The role of mesh quality and mesh quality indicators in the virtual element method

• Published in: Advances in computational mathematics Vol. 48; no. 1
• Main Authors: Sorgente, T., Biasotti, S., Manzini, G., Spagnuolo, M.
• Format: Journal Article
• Language: English
• Published: New York Springer US 01.02.2022; Springer Nature B.V
• Subjects: Computational mathematics; Computational Mathematics and Numerical Analysis; Computational Science and Engineering; Convergence; Finite element method; Mathematical and Computational Biology; Mathematical Modeling and Industrial Mathematics; Mathematics; Mathematics and Statistics; Norms; Optimization; Regularity; Visualization; Mesh quality indicators; 65N12; Mesh regularity assumptions; 2D Poisson problem; Polygonal mesh; 65N50; Optimal convergence; 68U05; Virtual element method; 65N30; Small edges
• ISSN: 1019-7168; 1572-9044
• DOI: 10.1007/s10444-021-09913-3

Since its introduction, the virtual element method (VEM) was shown to be able to deal with a large variety of polygons, while achieving good convergence rates. The regularity assumptions proposed in the VEM literature to guarantee the convergence on a theoretical basis are therefore quite general. They have been deduced in analogy to the similar conditions developed in the finite element method (FEM) analysis. In this work, we experimentally show that the VEM still converges, with almost optimal rates and low errors in the L 2 , H 1 and L ∞ norms, even if we significantly break the regularity assumptions that are used in the literature. These results suggest that the regularity assumptions proposed so far might be overestimated. We also exhibit examples on which the VEM sub-optimally converges or diverges. Finally, we introduce a mesh quality indicator that experimentally correlates the entity of the violation of the regularity assumptions and the performance of the VEM solution, thus predicting if a mesh is potentially critical for VEM.

▶ [Study questions]:
**1.** Translate this sentence from the mesh quality article into Spanish: "These results suggest that the regularity assumptions proposed so far might be overestimated."
**2.** According to the mesh quality article, in which norms does the VEM still converge with almost optimal rates and low errors?
**3.** Restate word for word the part of the mesh quality article that opens with the words containing "The role of" and closes with "G., Spagnuolo, M.".

▶ [Raw data]:

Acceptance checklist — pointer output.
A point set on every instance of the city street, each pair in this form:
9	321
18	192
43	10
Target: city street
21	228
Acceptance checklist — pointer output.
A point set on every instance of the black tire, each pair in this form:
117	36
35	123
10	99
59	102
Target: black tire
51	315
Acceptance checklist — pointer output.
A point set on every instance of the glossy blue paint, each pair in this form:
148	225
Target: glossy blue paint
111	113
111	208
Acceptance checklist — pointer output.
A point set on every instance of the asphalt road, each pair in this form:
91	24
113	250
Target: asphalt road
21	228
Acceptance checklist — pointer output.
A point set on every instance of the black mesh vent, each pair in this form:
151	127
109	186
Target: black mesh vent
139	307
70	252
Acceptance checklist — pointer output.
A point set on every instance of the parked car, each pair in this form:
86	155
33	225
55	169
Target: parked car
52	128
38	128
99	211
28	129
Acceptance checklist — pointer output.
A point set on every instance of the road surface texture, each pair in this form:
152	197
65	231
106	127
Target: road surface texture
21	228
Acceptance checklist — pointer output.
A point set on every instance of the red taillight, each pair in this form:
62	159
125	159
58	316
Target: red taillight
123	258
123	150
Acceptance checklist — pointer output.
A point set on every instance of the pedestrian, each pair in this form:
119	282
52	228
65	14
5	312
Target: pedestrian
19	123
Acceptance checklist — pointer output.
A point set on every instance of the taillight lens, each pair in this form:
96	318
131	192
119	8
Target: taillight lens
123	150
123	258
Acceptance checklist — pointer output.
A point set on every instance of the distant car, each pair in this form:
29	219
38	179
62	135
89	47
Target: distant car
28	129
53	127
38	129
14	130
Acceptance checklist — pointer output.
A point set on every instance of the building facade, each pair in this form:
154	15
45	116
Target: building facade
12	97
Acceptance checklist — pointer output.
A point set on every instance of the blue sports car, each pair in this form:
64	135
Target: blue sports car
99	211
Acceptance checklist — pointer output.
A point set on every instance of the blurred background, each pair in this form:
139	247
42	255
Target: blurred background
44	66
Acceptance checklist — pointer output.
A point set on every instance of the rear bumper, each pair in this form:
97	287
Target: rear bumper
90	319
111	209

▶ [Problem solutions]:
**1.** Estos resultados sugieren que los supuestos de regularidad propuestos hasta ahora podrían estar sobreestimados.

**2.** The L2, H1 and L∞ norms.

**3.**
The role of mesh quality and mesh quality indicators in the virtual element method

• Published in: Advances in computational mathematics Vol. 48; no. 1
• Main Authors: Sorgente, T., Biasotti, S., Manzini, G., Spagnuolo, M.